▸ Task instructions
Report only the number of lines in the records below that contain the string "snow", counting case.

(Rows from a pointing dataset)
● ● ● ● ● ● ●
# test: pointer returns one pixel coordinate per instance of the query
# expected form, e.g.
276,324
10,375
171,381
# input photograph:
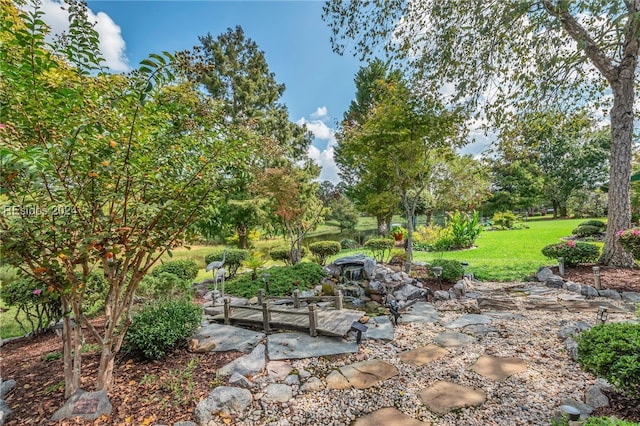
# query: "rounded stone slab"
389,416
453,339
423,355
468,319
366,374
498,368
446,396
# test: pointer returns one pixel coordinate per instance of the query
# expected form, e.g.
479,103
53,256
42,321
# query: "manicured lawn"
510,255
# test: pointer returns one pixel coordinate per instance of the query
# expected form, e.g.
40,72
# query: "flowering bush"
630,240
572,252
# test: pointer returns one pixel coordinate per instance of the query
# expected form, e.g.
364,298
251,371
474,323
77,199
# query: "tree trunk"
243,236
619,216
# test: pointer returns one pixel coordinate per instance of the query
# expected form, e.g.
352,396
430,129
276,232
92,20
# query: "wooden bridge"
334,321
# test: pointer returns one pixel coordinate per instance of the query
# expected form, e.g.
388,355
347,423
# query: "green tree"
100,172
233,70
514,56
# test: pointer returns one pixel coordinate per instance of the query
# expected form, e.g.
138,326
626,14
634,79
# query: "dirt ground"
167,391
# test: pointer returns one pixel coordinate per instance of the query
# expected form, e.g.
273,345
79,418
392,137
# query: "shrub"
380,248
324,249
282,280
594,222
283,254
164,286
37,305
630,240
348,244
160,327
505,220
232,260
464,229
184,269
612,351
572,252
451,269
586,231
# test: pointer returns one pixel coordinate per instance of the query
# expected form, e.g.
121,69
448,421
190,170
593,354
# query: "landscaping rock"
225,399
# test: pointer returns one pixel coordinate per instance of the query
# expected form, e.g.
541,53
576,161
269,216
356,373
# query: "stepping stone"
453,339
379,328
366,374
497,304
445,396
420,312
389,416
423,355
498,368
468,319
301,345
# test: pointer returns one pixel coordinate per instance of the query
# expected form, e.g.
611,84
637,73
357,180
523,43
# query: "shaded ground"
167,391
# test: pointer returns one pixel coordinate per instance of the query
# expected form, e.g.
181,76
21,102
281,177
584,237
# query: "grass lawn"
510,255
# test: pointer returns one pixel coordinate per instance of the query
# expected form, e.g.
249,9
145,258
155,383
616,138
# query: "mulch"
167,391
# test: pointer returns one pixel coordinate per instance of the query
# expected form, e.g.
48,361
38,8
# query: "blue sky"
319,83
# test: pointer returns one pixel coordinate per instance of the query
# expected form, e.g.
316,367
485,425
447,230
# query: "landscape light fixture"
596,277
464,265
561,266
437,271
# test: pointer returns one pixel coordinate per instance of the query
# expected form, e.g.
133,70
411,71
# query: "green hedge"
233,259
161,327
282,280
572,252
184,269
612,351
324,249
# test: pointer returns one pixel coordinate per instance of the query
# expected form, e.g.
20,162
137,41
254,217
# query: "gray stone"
● ● ● ● ● ● ●
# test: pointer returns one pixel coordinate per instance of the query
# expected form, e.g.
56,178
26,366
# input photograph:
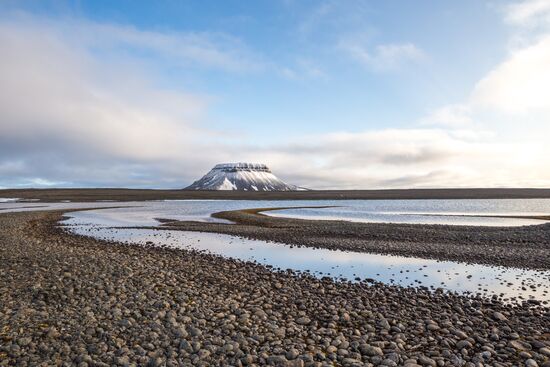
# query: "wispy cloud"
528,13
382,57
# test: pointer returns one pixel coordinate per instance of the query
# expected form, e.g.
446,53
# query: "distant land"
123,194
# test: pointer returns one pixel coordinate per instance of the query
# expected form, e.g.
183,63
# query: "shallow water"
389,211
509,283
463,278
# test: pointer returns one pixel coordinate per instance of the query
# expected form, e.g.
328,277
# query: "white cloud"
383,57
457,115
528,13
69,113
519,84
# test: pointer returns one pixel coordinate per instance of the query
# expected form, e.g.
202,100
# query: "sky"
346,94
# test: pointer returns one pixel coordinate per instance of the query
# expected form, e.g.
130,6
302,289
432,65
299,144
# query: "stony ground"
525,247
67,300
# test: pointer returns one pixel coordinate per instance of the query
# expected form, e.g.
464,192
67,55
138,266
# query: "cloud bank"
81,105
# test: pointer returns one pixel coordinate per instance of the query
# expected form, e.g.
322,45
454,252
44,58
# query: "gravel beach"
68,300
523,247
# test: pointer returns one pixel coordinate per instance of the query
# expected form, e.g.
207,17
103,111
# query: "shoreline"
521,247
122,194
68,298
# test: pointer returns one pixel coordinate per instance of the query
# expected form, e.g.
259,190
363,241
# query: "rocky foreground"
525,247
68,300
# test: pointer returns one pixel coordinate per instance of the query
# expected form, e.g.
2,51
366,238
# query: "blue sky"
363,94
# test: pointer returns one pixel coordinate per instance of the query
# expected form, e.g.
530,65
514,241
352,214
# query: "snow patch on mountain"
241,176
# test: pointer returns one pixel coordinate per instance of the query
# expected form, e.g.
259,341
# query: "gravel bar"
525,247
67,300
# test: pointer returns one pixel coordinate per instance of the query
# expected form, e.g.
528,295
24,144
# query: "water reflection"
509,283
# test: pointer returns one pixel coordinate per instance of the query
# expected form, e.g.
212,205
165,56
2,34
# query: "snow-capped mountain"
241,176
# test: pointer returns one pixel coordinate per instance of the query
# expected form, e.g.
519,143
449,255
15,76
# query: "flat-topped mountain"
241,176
● ● ● ● ● ● ●
▸ Reply
2